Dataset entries
::::

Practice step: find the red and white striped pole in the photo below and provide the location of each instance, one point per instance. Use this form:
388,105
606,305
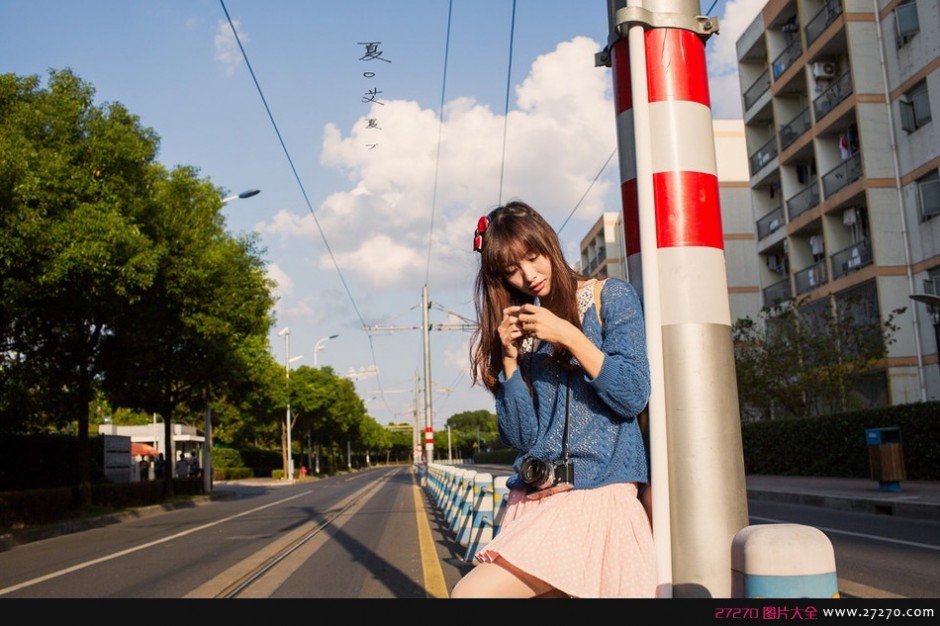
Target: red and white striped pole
672,221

::::

◆ EXERCISE INSTRUCTIONS ◆
Repeat the records in full, precisely, and keep the pictures out.

◆ EXERCISE RESULT ◆
Practice step: find the red and white striped pole in the photo below and provide the location of each instance, one point per instance. Use this form:
388,105
606,305
Target: red and white striped pole
672,221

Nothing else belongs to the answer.